■ **Texte d'exercice**
1. Mme A..., née le 16 novembre 1950, a été recrutée par le département du Val-de-Marne en qualité de médecin territorial à compter du 1er septembre 1991, et exerçait les fonctions de médecin de protection maternelle et infantile, responsable de l'équipe PMI au sein de l'espace des Solidarités de Vitry-sur-Seine. Elle a sollicité, le 22 avril 2015, l'autorisation de poursuivre son activité au-delà de la limite d'âge. Il a été fait droit à cette demande pour une durée d'un an, jusqu'au 16 novembre 2016, par un arrêté du président du conseil départemental du Val-de-Marne en date du 5 juin 2015. Le 4 avril 2016, elle a sollicité une nouvelle autorisation de prolongation d'activité pour une durée de dix trimestres. Cette demande a été rejetée par une décision du 22 avril 2016. Par une ordonnance n° 1605540 du 4 août 2016, le juge des référés du tribunal a suspendu cette décision après avoir notamment considéré que le moyen tiré de l'insuffisance de motivation était en l'état de l'instruction propre à créer un doute sérieux sur la légalité de cette décision. Par décision du 21 octobre 2016, le président du conseil départemental du Val-de-Marne a retiré cette première décision et rejeté de nouveau la demande de l'intéressée. La décision du 21 octobre 2016 a été suspendue par ordonnance du juge des référés du tribunal n° 1608917 du 9 novembre 2016 pour erreur de droit. Cette ordonnance a été annulée par arrêt du Conseil d'Etat n° 405375 du 23 mars 2017, qui a, de plus, rejeté la requête de Mme A... tendant à la suspension de cette décision. Par un arrêté en date du 10 avril 2017, le président du conseil départemental du Val-de-Marne l'a mise d'office à la retraite à compter du 16 juin 2017 et l'a radiée des cadres de la fonction publique territoriale. Elle a demandé au tribunal administratif de Melun, d'une part, d'annuler la décision du 21 octobre 2016 mentionnée ci-dessus et de condamner le département du Val-de-Marne à lui verser une indemnité au titre des préjudices qu'elle estimait avoir subis et, d'autre part, d'annuler la décision du 10 avril 2017 mentionnée ci-dessus. Par deux jugements n° 1608916 en date du 16 mai 2019 et n° 1703306 en date du 29 mai 2019, dont elle fait régulièrement appel, le tribunal administratif de Melun a rejeté ses demandes.

Sur la jonction :

2. Les requêtes nos 19PA02360 et 19PA02361 concernent la situation d'un même fonctionnaire et présentent à juger de questions connexes. Il y a lieu de les joindre pour statuer par un seul arrêt.

Sur la régularité des jugements attaqués :

3. En premier lieu, la requérante soutient, dans les deux instances, que le tribunal administratif a fait une inexacte appréciation du moyen portant sur l'incompétence du signataire du mémoire en défense, ce moyen portant sur l'absence de production, a` l'appui des me´moires en de´fense, de la de´cision du conseil de´partemental du Val-de-Marne, prise sur avis conforme de la commission permanente, par laquelle, en vertu de la de´le´gation de compe´tence qui lui a e´te´ accorde´e, le président du conseil départemental entend de´fendre dans les instances en cause, et non sur l'incompétence du président du conseil départemental.

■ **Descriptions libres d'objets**
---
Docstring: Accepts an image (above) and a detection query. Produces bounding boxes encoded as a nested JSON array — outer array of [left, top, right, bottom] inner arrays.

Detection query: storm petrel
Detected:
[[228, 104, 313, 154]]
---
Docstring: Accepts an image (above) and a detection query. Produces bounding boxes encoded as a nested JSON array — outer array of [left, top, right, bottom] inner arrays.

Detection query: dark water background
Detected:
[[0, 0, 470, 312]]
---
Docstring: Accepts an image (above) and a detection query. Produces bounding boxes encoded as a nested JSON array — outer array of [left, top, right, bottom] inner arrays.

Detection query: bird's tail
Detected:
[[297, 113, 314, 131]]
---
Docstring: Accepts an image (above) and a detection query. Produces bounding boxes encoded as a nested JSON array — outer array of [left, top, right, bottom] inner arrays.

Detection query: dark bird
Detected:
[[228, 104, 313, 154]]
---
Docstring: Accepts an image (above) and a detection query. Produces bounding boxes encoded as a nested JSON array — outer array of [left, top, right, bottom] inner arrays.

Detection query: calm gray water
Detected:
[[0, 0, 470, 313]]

...

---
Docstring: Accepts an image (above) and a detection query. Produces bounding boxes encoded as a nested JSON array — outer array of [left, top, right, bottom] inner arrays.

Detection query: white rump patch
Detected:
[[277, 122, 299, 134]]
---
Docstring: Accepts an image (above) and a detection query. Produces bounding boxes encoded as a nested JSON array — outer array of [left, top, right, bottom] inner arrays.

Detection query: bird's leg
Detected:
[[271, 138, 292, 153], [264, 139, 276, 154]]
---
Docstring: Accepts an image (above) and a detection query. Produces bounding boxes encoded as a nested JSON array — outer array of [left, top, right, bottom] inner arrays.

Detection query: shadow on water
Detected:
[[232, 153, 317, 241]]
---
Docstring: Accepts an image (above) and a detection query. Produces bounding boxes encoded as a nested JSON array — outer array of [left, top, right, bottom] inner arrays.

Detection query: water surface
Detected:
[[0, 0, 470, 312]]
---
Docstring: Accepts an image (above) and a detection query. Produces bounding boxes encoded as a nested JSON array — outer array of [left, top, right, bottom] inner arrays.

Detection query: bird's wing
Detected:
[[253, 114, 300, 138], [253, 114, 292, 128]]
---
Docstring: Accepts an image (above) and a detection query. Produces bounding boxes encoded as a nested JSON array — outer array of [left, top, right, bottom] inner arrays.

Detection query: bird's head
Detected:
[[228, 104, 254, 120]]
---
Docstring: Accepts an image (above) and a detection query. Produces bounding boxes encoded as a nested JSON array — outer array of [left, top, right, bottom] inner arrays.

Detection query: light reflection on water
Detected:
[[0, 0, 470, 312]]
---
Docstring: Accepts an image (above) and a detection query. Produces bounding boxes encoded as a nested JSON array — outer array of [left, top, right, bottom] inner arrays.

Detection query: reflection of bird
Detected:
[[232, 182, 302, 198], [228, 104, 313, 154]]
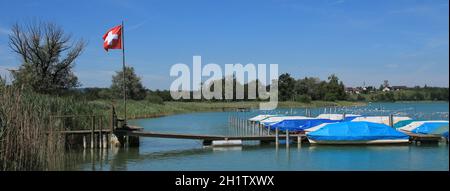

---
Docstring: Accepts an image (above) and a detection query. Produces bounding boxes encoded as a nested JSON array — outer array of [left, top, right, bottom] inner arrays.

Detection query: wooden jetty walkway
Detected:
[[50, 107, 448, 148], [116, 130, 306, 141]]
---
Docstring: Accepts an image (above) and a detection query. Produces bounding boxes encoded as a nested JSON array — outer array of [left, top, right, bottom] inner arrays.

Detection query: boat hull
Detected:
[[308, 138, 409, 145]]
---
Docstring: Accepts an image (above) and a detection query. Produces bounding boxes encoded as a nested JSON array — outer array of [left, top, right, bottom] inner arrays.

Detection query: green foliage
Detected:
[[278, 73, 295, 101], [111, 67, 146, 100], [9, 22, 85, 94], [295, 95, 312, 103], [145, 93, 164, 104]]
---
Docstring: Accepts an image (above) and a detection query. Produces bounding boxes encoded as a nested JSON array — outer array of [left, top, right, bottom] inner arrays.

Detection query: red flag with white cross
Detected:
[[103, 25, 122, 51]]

---

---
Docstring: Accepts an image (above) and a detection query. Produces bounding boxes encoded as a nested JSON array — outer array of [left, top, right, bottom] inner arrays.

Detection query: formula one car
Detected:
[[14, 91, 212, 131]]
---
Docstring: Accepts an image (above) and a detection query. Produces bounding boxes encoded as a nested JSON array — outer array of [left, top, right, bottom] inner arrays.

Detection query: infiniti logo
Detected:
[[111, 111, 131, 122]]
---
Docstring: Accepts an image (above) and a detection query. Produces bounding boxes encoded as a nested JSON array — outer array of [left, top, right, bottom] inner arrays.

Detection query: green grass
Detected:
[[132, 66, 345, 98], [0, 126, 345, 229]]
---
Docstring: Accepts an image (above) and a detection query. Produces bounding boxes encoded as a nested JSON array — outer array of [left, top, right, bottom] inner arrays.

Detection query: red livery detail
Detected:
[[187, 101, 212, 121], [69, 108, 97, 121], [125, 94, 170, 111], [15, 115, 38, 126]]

■ **Consigne**
D'après le texte d'exercice, à compter de quelle date Mme A... a-t-elle été mise d'office à la retraite ? Les entrées ne jouent aucun rôle dans cet exercice.

■ **Corrigé**
À compter du 16 juin 2017.